ACTIVITY: Where in the listing does the string "below" appear? Copy every line that holds it.

Start of INFORMATION PROVIDED

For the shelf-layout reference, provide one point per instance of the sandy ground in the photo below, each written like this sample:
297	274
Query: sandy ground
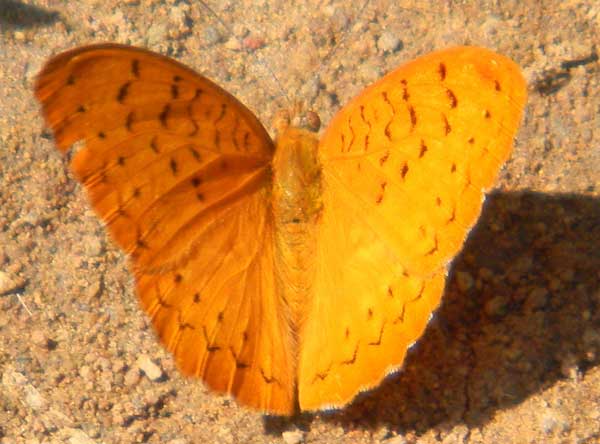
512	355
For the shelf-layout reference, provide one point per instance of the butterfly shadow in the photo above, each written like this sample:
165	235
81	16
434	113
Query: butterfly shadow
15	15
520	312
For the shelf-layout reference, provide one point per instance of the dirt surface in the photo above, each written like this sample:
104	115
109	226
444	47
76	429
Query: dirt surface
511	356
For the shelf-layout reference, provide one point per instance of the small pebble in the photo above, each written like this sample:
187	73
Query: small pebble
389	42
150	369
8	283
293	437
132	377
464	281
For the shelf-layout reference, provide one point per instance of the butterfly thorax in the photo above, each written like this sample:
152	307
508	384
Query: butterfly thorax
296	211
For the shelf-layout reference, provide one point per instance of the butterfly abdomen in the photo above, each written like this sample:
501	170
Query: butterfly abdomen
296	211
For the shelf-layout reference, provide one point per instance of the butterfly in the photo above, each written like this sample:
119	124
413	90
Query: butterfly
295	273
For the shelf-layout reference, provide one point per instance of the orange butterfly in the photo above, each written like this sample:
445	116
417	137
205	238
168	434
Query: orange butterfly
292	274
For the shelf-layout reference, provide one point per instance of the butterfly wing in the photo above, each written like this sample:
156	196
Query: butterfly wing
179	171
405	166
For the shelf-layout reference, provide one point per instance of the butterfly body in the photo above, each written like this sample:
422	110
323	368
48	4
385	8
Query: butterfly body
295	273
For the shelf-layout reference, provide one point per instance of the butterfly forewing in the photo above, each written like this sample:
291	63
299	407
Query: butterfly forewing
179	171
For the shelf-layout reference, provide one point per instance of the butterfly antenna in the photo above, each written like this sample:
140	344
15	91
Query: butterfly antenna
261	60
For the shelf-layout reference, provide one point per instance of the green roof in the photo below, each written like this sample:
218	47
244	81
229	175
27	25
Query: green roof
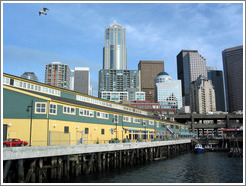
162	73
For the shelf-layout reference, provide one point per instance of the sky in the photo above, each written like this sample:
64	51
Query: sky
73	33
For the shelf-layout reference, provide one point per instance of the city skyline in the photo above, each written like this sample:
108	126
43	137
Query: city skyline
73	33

End of INFORMATION PROVIDED
Start of INFORMATION PROVIDED

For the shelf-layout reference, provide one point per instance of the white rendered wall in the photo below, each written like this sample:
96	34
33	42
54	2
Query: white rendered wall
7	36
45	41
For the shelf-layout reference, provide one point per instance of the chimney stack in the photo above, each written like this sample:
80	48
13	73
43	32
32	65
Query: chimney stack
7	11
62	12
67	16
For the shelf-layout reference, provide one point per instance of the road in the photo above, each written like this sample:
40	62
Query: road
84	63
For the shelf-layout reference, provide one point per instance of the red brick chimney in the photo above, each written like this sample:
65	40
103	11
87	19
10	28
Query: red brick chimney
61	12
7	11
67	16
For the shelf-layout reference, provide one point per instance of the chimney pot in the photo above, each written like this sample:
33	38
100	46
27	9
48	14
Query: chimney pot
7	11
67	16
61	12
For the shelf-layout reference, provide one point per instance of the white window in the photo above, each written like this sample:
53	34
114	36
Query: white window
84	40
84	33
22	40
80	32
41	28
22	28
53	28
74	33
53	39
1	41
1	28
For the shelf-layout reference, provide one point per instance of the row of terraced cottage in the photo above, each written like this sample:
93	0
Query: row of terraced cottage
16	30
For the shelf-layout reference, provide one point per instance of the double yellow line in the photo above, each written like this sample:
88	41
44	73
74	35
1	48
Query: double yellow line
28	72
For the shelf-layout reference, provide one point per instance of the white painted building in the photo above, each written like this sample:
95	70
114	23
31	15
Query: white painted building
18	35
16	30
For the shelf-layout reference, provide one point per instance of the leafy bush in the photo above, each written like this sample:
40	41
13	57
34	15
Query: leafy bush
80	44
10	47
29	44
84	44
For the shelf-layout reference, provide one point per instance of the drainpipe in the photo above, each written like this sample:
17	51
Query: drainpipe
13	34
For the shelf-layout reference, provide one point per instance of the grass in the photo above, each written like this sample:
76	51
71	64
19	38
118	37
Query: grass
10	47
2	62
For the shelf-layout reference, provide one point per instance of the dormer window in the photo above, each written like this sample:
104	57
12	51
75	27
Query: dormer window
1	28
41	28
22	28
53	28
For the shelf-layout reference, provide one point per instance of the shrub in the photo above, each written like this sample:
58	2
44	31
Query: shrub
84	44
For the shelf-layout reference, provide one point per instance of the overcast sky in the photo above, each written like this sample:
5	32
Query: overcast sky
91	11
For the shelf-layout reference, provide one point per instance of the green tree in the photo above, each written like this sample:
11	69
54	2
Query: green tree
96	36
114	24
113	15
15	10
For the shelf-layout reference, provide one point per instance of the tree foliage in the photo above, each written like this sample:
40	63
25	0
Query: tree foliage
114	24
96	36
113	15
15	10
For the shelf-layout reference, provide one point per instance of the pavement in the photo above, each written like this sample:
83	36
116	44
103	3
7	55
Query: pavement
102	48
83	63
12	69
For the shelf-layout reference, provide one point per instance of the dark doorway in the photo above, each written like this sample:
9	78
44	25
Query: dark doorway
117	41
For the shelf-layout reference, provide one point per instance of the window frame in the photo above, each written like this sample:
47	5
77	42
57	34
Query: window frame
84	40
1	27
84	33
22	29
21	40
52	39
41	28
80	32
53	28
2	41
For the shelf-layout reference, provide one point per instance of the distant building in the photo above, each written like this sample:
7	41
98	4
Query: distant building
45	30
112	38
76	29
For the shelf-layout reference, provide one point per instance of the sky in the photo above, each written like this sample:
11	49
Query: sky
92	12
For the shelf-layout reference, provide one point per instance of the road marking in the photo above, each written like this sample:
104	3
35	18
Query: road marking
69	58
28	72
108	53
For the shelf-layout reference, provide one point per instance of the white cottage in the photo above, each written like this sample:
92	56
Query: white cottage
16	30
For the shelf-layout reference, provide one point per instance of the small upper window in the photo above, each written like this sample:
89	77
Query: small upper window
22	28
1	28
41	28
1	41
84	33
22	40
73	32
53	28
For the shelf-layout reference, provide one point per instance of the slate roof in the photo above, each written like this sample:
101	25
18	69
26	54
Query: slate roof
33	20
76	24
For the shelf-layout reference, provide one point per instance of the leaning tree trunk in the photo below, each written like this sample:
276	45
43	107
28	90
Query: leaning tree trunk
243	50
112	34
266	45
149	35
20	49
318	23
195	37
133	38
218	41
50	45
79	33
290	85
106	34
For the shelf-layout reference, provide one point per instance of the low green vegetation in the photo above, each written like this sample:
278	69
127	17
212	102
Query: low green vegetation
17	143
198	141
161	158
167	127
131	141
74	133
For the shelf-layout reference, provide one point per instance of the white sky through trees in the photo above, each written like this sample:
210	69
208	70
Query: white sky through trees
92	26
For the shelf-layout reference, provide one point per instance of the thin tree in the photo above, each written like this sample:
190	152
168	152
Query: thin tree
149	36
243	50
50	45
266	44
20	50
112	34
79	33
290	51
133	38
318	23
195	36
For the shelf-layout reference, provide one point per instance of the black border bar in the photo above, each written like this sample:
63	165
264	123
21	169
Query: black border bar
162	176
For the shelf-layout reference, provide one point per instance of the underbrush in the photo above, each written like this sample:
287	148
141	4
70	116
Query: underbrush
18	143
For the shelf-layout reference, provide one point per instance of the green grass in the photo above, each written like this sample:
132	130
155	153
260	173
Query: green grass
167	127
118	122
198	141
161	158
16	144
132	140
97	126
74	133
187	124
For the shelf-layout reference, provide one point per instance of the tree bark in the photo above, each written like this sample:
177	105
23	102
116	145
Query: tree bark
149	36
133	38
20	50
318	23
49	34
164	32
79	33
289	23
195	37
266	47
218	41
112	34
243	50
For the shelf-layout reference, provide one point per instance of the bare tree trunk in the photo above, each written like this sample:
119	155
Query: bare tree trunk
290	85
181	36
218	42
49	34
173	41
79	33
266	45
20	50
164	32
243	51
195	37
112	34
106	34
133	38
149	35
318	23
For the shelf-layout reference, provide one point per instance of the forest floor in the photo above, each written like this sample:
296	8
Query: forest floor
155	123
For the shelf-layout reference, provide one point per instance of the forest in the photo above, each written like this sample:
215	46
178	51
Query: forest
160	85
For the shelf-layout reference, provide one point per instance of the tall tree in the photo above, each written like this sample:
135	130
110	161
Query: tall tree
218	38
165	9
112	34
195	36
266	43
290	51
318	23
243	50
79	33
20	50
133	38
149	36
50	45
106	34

End of INFORMATION PROVIDED

THE COMPLETED TASK:
For the shelf-layout reference, provide one point per instance of the sandy ground in the photo below, each written like this sample:
For the shelf-layout reference, provide one point per instance of the green roof in the photo below, each written like this sample:
For the shelf-layout reference, provide one point per instance of the white rendered wall in the photo below, each written like this sample:
For the shelf-layout reference, provide one point per instance of the leaning tree trunk in the photo below, each written like this sample:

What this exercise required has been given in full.